>>>
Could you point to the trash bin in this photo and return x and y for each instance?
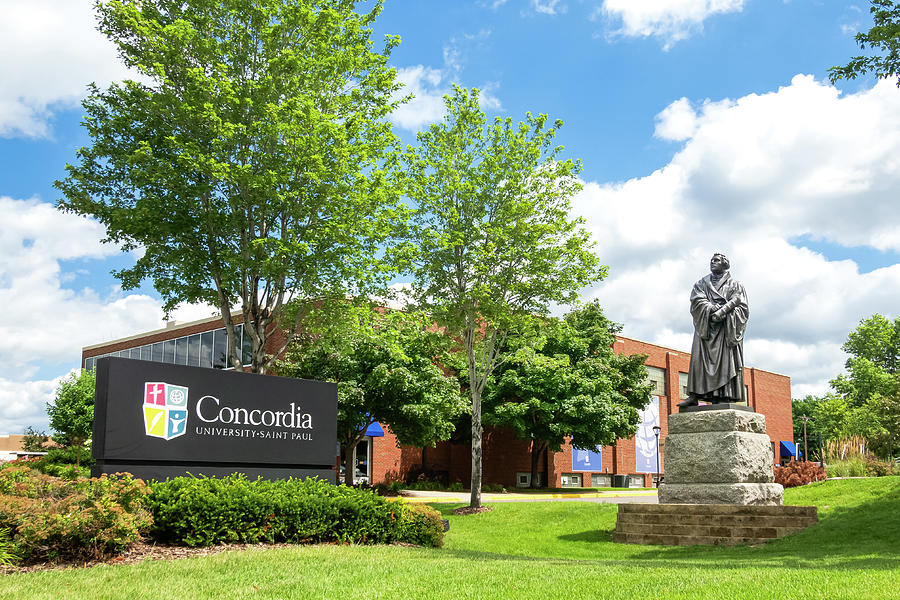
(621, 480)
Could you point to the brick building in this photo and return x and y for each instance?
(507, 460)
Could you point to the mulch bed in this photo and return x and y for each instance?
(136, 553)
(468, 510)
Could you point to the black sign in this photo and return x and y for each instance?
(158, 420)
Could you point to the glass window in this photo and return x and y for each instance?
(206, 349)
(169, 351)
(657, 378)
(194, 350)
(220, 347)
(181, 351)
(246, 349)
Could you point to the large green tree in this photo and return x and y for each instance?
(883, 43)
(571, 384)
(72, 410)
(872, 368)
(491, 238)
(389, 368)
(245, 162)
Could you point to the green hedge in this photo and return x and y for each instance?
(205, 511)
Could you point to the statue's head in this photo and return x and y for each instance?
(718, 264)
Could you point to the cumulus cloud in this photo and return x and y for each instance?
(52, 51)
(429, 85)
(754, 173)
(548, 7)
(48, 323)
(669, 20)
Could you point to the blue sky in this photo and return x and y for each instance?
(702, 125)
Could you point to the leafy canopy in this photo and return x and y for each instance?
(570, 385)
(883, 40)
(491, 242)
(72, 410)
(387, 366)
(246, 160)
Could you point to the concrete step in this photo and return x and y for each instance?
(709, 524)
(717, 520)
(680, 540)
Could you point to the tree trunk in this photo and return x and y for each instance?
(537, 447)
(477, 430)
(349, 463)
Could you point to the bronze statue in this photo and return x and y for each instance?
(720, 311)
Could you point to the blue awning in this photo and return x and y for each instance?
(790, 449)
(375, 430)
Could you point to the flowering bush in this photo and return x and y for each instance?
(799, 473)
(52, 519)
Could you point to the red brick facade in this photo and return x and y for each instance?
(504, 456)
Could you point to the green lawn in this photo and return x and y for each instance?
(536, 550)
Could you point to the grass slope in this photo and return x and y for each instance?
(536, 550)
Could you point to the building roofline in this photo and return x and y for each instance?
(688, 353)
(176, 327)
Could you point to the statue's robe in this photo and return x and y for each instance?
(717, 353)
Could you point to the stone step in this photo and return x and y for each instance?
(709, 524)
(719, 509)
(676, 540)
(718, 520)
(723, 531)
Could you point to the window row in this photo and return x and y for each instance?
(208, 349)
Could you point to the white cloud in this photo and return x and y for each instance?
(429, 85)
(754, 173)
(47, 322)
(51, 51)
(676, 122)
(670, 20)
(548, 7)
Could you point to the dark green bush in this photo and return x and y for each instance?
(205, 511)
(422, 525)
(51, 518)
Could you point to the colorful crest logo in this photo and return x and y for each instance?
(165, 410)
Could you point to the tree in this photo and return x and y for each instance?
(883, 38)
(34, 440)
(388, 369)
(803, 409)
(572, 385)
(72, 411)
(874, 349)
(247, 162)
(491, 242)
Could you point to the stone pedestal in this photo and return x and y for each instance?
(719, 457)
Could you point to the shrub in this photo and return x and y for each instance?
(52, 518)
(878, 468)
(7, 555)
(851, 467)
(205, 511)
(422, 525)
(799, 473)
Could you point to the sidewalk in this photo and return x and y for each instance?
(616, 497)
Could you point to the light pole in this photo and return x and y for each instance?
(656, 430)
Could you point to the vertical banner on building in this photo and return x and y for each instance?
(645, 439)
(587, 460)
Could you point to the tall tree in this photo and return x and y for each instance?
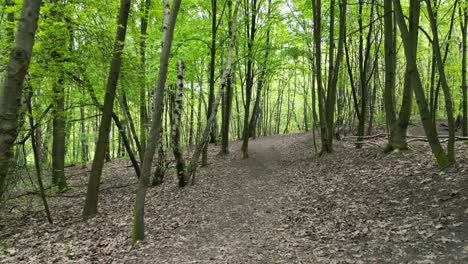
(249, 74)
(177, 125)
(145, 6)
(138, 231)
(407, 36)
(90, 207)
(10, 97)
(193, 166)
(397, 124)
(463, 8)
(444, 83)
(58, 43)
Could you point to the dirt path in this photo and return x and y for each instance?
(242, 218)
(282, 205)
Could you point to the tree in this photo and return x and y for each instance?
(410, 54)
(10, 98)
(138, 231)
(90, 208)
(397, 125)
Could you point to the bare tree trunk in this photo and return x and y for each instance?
<<<
>>>
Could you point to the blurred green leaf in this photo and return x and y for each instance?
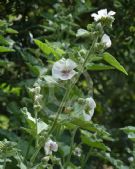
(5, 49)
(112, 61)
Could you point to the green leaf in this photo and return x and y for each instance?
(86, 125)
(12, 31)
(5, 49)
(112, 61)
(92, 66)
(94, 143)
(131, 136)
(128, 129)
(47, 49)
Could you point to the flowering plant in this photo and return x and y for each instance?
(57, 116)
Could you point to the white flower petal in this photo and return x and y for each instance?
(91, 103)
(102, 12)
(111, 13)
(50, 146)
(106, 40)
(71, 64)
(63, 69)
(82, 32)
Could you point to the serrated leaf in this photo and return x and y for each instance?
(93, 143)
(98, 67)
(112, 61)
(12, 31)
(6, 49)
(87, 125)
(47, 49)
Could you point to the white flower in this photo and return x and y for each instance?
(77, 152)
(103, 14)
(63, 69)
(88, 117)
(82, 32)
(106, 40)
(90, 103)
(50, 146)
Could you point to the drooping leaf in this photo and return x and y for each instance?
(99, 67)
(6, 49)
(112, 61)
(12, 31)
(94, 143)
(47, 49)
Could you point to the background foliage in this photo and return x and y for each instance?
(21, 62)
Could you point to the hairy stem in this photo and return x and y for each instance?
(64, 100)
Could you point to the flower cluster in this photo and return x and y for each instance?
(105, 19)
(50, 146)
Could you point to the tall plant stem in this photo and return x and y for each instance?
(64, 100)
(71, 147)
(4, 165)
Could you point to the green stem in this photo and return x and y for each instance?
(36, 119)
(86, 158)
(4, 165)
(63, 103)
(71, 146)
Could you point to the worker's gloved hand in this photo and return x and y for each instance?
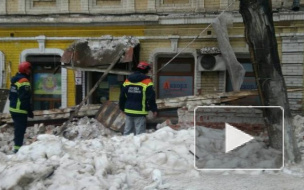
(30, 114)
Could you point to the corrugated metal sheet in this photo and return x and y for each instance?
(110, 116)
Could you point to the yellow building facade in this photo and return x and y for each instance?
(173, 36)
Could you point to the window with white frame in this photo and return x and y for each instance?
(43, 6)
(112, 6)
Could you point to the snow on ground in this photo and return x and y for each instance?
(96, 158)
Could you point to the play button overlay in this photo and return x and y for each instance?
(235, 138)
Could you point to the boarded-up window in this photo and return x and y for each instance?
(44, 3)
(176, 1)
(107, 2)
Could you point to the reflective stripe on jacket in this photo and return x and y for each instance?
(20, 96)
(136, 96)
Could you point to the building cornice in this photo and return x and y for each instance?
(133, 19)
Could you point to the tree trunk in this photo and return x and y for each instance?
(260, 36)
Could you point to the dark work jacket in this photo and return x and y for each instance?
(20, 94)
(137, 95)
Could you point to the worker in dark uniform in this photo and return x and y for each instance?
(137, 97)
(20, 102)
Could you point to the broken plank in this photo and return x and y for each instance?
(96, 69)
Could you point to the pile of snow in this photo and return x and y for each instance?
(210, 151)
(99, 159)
<<<
### What is expected
Find every line in the data above that contains the word "brick" and copy each one.

### Answer below
Could you point to the brick building in this photo and return x and y for each instance?
Could you point to the red brick facade in this photo and return x and y for each instance?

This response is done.